─── Excerpted data ───

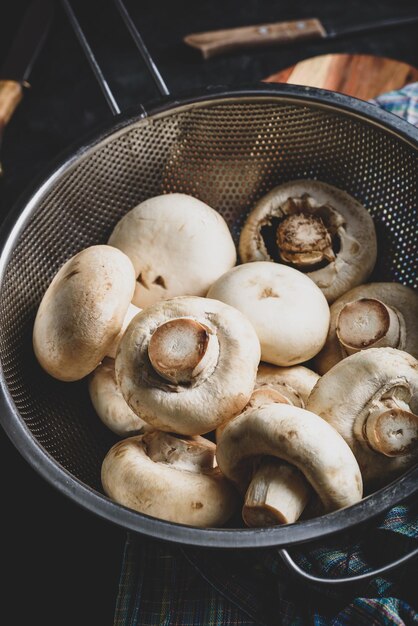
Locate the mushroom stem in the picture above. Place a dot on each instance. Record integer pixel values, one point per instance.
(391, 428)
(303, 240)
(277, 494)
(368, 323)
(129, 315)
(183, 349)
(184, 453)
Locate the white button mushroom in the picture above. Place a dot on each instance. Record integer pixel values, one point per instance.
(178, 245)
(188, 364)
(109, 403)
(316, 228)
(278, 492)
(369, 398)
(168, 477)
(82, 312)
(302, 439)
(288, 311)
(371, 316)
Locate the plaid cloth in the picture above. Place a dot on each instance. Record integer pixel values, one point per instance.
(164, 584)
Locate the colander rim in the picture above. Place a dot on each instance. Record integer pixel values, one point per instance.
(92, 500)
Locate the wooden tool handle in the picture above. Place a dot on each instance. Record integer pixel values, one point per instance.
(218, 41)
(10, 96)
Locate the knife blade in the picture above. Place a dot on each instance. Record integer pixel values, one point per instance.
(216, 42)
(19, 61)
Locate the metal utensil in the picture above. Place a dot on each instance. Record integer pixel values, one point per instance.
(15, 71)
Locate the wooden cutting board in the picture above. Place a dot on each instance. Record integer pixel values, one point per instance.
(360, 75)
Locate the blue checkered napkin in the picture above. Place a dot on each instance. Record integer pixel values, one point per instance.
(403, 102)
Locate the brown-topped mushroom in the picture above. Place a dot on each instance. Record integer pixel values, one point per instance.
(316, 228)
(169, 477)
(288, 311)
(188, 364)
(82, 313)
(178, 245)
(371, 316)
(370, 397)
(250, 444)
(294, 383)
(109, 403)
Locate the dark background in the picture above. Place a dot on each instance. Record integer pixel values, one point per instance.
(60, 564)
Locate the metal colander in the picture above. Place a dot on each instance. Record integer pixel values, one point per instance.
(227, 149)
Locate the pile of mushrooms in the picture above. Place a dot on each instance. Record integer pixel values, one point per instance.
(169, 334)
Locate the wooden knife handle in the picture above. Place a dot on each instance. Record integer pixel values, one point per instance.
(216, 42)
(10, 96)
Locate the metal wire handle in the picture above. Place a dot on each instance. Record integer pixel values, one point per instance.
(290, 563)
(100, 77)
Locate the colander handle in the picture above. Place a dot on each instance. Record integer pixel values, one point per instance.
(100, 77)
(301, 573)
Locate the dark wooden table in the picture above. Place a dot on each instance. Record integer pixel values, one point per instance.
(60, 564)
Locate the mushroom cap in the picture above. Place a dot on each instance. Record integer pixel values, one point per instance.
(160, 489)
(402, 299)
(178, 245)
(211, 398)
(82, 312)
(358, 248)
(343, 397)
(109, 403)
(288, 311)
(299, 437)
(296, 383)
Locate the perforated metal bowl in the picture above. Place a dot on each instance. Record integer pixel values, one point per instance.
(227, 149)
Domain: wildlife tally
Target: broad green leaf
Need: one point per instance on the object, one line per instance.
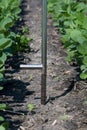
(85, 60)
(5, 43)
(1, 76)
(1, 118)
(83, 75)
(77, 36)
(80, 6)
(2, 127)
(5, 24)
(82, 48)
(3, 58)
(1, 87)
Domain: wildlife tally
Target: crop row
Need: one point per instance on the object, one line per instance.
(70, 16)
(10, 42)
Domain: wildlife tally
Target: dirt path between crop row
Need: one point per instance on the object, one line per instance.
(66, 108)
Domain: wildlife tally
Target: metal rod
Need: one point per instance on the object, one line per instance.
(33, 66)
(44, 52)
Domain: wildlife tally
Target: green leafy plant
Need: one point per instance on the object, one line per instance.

───

--- Short task ---
Which lines of the records above contain the word "green", matching case exactly? Copy out each of those lines.

--- Answer for this exercise ---
Target: broad green leaf
Target: green leafy plant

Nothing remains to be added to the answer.